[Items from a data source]

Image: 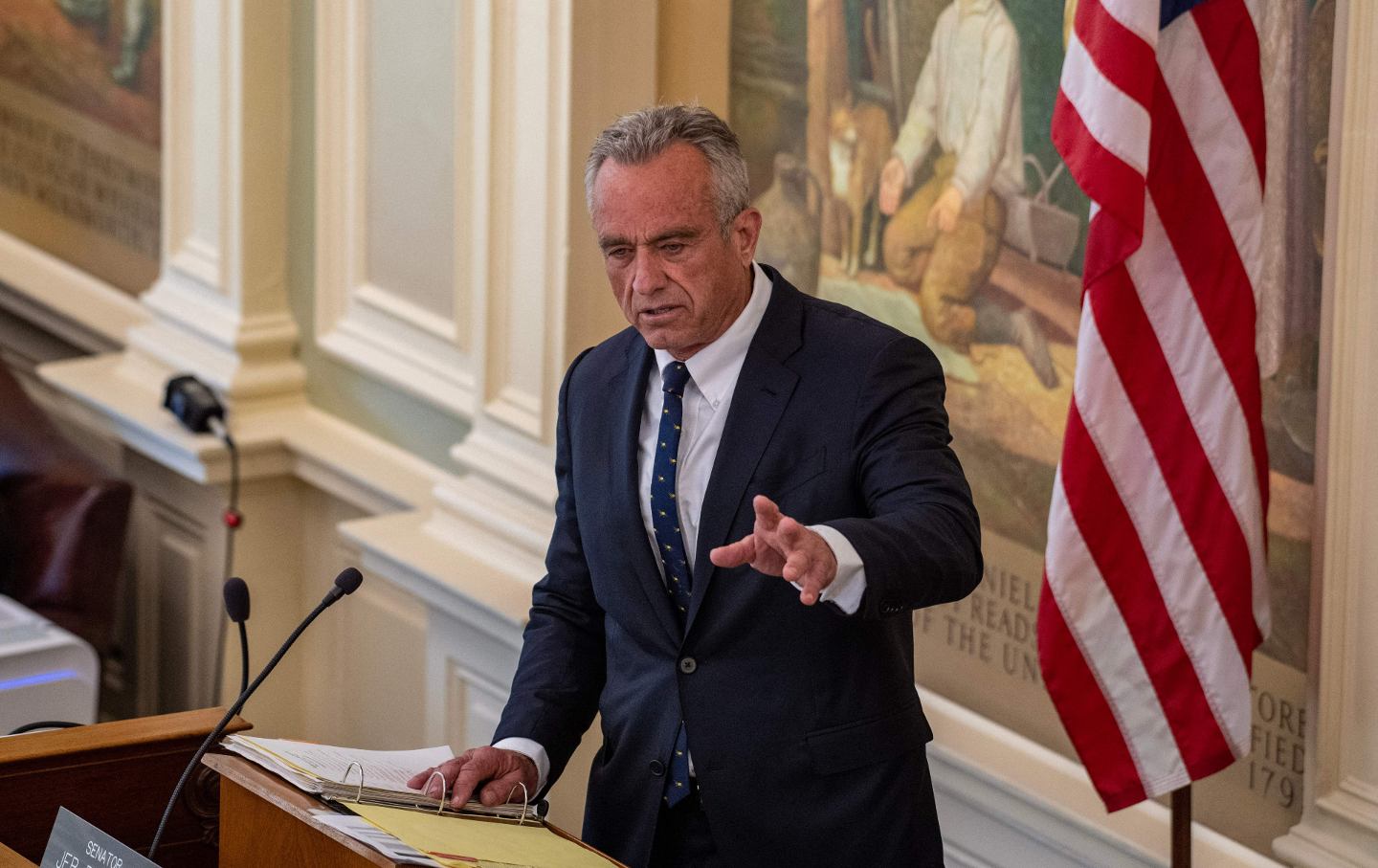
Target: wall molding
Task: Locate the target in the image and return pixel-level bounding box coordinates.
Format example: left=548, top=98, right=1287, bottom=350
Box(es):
left=0, top=232, right=149, bottom=351
left=1274, top=0, right=1378, bottom=868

> [Problem]
Can you give all the records again with "bounding box" changed to "rectangle", leaving everything else the same and omitting the pictures?

> [Result]
Image: 
Target: wall molding
Task: Locate the target in the image and return pixel-level rectangle coordinates.
Format example: left=548, top=98, right=1287, bottom=350
Box(es):
left=0, top=232, right=149, bottom=351
left=1274, top=0, right=1378, bottom=868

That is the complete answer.